>>>
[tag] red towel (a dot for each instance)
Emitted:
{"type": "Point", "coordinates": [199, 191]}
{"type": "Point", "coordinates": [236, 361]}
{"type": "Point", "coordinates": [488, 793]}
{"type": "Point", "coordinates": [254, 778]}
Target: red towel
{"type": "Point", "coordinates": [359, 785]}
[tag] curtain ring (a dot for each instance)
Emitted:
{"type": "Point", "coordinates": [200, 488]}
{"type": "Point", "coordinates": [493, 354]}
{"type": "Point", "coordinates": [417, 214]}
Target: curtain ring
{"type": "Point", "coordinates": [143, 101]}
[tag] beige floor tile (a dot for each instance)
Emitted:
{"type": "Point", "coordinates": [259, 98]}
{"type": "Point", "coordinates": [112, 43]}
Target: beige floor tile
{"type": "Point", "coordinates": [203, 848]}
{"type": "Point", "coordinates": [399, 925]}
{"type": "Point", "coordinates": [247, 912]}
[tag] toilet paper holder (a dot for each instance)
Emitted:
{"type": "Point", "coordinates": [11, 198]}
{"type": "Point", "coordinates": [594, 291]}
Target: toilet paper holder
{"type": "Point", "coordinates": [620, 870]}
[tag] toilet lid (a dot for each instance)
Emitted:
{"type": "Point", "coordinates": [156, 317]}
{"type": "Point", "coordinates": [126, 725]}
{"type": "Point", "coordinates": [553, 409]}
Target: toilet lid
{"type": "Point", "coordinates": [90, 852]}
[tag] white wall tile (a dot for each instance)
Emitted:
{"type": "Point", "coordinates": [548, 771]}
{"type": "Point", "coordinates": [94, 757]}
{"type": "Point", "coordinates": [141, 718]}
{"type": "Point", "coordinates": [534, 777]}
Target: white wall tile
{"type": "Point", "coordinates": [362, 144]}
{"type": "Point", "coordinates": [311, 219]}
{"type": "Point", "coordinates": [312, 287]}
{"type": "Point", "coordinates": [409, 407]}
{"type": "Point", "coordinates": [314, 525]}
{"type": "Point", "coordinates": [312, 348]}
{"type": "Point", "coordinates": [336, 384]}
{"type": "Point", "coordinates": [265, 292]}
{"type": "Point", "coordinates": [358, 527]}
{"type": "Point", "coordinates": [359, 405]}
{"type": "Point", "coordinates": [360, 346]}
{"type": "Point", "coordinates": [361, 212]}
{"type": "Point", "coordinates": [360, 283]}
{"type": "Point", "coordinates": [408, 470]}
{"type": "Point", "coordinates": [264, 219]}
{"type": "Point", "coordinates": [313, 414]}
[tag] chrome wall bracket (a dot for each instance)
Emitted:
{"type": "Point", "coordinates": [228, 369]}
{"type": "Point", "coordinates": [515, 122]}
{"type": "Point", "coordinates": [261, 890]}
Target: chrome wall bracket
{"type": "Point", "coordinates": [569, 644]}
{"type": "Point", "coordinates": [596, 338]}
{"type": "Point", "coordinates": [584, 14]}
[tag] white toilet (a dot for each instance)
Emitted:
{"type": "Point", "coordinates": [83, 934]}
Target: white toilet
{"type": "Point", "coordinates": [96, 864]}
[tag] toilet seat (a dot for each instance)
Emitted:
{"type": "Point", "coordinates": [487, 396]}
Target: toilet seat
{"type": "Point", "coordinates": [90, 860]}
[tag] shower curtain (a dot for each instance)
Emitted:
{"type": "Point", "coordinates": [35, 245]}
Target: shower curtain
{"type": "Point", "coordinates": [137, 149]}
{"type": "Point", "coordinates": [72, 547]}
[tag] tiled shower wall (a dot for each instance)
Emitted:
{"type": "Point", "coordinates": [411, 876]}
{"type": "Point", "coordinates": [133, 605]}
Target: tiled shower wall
<<<
§ Exercise objective: Please repeat all the records above exactly as they appear.

§ Solved exercise:
[tag] red towel (a dot for each instance)
Emitted:
{"type": "Point", "coordinates": [199, 191]}
{"type": "Point", "coordinates": [236, 361]}
{"type": "Point", "coordinates": [488, 793]}
{"type": "Point", "coordinates": [254, 778]}
Target: red towel
{"type": "Point", "coordinates": [359, 785]}
[tag] curtain ring (a dot for each instance)
Emitted:
{"type": "Point", "coordinates": [200, 488]}
{"type": "Point", "coordinates": [493, 354]}
{"type": "Point", "coordinates": [417, 214]}
Target: curtain ring
{"type": "Point", "coordinates": [143, 101]}
[tag] beige floor tile (a dot for each instance)
Emitted:
{"type": "Point", "coordinates": [259, 98]}
{"type": "Point", "coordinates": [112, 43]}
Target: beige floor tile
{"type": "Point", "coordinates": [203, 848]}
{"type": "Point", "coordinates": [399, 925]}
{"type": "Point", "coordinates": [247, 912]}
[tag] toilet paper holder (a dot for each instance)
Emitted:
{"type": "Point", "coordinates": [11, 198]}
{"type": "Point", "coordinates": [594, 291]}
Target: toilet paper holder
{"type": "Point", "coordinates": [620, 870]}
[tag] toilet lid (a dot for each instance)
Emitted:
{"type": "Point", "coordinates": [156, 317]}
{"type": "Point", "coordinates": [126, 725]}
{"type": "Point", "coordinates": [553, 409]}
Target: toilet lid
{"type": "Point", "coordinates": [90, 852]}
[tag] white wall tile (a dot for each instance)
Emitted:
{"type": "Point", "coordinates": [548, 771]}
{"type": "Point", "coordinates": [94, 757]}
{"type": "Point", "coordinates": [141, 718]}
{"type": "Point", "coordinates": [534, 777]}
Target: white wall tile
{"type": "Point", "coordinates": [362, 144]}
{"type": "Point", "coordinates": [311, 219]}
{"type": "Point", "coordinates": [312, 287]}
{"type": "Point", "coordinates": [409, 407]}
{"type": "Point", "coordinates": [314, 525]}
{"type": "Point", "coordinates": [312, 348]}
{"type": "Point", "coordinates": [336, 384]}
{"type": "Point", "coordinates": [265, 292]}
{"type": "Point", "coordinates": [358, 527]}
{"type": "Point", "coordinates": [359, 405]}
{"type": "Point", "coordinates": [360, 346]}
{"type": "Point", "coordinates": [361, 212]}
{"type": "Point", "coordinates": [360, 283]}
{"type": "Point", "coordinates": [408, 470]}
{"type": "Point", "coordinates": [264, 219]}
{"type": "Point", "coordinates": [313, 414]}
[tag] chrome wall bracket (a dot for each instance)
Emitted:
{"type": "Point", "coordinates": [228, 369]}
{"type": "Point", "coordinates": [515, 122]}
{"type": "Point", "coordinates": [261, 890]}
Target: chrome wall bracket
{"type": "Point", "coordinates": [569, 644]}
{"type": "Point", "coordinates": [596, 338]}
{"type": "Point", "coordinates": [584, 14]}
[tag] white toilet (a dot for each instance)
Emitted:
{"type": "Point", "coordinates": [83, 934]}
Target: white toilet
{"type": "Point", "coordinates": [96, 864]}
[tag] toilet seat (a dot for each instance)
Emitted:
{"type": "Point", "coordinates": [487, 396]}
Target: toilet seat
{"type": "Point", "coordinates": [90, 860]}
[tag] shower curtain (a dot for each instance)
Emitted:
{"type": "Point", "coordinates": [35, 245]}
Target: shower curtain
{"type": "Point", "coordinates": [137, 149]}
{"type": "Point", "coordinates": [72, 547]}
[tag] tiled shower wall (a dot for each instance)
Emitted:
{"type": "Point", "coordinates": [411, 876]}
{"type": "Point", "coordinates": [133, 605]}
Target: tiled shower wall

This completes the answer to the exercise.